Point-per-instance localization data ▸
—————

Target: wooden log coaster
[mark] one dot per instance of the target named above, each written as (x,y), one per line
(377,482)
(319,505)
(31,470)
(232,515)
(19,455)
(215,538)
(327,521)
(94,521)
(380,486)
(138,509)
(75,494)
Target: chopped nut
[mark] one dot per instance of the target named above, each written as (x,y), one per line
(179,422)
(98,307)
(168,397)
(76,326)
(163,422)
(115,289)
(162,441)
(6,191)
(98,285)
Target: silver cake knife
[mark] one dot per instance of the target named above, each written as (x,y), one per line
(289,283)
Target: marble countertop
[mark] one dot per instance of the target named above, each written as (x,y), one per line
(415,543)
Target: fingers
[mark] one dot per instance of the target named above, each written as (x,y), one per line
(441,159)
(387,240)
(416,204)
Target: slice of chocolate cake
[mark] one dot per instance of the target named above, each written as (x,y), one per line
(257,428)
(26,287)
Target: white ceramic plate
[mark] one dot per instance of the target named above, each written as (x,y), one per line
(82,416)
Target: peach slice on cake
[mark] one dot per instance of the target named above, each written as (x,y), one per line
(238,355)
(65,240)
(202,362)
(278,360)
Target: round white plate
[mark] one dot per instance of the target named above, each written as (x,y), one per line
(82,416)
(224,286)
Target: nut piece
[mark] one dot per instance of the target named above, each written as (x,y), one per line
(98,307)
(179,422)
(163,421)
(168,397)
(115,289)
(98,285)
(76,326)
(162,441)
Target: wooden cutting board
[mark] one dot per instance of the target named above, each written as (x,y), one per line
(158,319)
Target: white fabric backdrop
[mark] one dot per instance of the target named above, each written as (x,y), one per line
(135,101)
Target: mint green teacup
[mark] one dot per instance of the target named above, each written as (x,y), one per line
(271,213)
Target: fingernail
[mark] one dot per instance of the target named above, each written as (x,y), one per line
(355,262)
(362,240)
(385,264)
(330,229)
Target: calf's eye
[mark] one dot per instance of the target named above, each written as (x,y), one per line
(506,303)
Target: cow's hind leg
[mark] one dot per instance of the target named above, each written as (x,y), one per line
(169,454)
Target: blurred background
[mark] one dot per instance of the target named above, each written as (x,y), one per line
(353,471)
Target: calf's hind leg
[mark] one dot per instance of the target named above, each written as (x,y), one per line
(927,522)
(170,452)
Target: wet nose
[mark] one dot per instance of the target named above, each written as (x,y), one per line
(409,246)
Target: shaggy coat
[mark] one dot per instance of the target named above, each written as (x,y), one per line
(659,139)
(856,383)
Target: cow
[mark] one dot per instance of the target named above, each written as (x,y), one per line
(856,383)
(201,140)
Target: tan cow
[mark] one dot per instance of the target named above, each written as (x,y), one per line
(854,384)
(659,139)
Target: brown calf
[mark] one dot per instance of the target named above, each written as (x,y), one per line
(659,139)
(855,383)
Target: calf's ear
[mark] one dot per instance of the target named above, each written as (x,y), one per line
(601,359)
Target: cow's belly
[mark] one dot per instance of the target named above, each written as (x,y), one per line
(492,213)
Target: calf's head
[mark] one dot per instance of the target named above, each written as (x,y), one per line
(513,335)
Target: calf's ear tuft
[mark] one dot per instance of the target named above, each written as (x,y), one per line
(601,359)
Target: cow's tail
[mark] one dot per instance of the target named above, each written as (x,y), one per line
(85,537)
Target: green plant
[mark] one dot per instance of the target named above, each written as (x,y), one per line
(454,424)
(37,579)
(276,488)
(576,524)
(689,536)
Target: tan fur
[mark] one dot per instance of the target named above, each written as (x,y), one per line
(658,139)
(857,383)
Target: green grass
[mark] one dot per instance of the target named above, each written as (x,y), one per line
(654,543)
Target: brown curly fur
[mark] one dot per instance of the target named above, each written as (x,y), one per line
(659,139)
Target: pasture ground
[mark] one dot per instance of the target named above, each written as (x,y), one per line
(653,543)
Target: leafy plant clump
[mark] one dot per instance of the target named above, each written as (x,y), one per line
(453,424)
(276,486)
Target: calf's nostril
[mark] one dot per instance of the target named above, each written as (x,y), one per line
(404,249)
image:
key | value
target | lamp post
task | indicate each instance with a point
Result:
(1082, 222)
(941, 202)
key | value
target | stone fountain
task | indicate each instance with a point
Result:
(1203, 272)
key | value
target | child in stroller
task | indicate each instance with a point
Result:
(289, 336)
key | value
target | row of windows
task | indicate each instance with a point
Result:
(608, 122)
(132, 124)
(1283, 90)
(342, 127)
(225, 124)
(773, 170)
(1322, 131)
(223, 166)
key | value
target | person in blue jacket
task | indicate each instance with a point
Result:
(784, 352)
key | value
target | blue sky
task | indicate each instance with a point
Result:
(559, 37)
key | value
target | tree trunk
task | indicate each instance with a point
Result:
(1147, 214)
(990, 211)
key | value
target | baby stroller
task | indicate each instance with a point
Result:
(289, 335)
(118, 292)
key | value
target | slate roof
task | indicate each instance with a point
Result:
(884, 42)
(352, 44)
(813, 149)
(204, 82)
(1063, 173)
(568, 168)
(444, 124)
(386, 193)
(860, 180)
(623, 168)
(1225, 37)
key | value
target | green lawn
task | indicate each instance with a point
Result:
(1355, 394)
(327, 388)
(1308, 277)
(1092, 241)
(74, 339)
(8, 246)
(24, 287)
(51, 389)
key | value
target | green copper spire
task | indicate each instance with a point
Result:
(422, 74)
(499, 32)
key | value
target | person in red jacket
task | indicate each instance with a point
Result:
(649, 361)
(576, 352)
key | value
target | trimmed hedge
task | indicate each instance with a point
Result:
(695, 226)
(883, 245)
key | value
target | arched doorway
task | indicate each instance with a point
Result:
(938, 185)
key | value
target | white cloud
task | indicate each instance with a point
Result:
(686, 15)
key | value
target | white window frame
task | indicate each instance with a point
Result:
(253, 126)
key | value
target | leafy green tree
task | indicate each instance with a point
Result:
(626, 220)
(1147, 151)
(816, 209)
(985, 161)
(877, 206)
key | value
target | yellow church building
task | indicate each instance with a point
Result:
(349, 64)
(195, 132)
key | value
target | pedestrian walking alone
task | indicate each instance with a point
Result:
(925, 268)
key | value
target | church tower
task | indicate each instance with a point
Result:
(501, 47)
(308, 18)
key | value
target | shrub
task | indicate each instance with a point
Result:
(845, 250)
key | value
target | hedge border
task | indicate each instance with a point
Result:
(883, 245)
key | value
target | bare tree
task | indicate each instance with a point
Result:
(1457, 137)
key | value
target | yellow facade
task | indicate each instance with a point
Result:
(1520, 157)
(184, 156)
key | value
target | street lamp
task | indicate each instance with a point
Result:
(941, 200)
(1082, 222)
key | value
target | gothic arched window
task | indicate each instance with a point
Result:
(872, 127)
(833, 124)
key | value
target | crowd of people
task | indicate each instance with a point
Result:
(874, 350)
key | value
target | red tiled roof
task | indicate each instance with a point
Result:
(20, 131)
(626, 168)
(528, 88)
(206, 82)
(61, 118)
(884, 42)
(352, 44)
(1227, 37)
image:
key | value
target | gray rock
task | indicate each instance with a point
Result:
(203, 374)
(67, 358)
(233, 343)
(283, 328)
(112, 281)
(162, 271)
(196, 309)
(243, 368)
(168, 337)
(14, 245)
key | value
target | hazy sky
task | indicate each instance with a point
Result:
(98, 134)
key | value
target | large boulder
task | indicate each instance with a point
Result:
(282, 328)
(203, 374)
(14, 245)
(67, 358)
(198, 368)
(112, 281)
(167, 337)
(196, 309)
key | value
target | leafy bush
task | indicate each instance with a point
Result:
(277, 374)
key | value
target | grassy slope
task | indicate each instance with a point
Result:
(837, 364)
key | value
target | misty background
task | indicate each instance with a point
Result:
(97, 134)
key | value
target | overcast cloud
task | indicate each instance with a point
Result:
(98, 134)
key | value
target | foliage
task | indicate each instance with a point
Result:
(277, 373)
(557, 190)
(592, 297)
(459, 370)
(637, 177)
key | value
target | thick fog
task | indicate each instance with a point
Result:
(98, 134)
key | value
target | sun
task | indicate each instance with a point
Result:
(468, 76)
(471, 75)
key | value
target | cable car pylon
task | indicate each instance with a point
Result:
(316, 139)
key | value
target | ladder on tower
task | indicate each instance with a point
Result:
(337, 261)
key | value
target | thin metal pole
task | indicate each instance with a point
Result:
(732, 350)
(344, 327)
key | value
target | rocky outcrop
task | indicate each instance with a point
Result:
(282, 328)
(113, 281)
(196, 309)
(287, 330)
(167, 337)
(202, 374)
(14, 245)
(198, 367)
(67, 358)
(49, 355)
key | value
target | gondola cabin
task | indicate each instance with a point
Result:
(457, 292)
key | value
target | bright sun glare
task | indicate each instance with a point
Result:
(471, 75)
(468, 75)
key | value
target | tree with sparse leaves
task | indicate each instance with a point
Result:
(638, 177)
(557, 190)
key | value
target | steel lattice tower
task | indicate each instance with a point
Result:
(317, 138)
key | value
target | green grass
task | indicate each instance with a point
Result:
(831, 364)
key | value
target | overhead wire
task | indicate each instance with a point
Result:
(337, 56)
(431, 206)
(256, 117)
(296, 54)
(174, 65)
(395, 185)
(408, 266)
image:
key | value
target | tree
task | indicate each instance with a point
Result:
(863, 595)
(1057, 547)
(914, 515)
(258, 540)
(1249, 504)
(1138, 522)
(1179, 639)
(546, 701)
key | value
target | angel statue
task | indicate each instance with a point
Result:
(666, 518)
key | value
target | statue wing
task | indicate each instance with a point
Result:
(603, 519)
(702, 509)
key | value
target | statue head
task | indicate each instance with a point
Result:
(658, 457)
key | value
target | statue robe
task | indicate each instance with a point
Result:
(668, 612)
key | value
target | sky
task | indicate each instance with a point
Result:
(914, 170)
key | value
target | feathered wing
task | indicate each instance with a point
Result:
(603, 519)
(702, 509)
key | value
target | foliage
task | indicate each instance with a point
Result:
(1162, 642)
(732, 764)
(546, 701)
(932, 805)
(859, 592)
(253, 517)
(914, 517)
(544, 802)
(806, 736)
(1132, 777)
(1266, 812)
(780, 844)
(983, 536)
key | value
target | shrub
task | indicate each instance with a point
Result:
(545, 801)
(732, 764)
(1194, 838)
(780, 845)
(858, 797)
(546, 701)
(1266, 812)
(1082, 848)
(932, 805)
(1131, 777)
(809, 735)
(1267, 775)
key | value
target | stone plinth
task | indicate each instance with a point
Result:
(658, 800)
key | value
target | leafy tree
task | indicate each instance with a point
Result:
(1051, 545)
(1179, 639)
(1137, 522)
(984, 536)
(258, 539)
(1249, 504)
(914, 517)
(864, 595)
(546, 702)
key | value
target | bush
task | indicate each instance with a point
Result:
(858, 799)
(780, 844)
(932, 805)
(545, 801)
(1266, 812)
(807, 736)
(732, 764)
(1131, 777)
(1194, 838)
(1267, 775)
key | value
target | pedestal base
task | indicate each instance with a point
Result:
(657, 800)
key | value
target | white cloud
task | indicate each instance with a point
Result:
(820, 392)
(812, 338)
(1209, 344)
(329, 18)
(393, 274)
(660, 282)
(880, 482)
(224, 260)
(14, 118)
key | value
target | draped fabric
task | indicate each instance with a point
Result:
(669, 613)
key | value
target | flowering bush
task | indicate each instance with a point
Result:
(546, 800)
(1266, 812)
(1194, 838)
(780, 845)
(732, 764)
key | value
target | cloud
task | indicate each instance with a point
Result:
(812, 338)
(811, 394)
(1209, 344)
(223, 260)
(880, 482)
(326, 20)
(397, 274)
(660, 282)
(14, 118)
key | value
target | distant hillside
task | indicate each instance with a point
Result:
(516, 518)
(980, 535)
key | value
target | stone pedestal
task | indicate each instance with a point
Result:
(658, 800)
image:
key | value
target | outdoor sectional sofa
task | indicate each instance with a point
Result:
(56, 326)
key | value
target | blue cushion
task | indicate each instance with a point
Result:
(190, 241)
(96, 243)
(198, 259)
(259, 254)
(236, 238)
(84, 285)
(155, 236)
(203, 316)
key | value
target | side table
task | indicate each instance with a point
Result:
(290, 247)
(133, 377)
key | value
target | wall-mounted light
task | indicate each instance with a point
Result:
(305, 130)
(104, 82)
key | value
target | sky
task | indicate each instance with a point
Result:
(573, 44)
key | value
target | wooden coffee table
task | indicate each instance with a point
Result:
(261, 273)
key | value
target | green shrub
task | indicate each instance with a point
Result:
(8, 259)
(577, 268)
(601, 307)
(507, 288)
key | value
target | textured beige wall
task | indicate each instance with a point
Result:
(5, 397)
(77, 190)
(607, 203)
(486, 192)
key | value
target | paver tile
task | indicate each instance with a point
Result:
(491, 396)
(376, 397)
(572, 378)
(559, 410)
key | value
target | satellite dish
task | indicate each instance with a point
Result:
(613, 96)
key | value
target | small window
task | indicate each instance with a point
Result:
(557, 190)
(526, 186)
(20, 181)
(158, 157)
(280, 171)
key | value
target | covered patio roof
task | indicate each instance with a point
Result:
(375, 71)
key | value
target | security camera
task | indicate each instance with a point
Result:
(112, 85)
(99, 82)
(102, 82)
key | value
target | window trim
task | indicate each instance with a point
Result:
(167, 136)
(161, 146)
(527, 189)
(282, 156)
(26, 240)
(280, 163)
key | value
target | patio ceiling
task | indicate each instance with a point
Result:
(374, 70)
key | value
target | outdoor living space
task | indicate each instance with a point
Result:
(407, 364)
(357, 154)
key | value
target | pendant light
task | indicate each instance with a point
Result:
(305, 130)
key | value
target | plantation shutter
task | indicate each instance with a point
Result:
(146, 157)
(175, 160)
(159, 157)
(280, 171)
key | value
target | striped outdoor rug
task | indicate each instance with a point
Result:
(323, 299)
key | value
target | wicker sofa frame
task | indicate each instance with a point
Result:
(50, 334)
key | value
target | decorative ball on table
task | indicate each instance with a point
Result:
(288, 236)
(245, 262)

—————

What the exercise asks ▸
Please show each line in the records above that contains "jacket".

Expected answer ▸
target | person in blue jacket
target | person in red jacket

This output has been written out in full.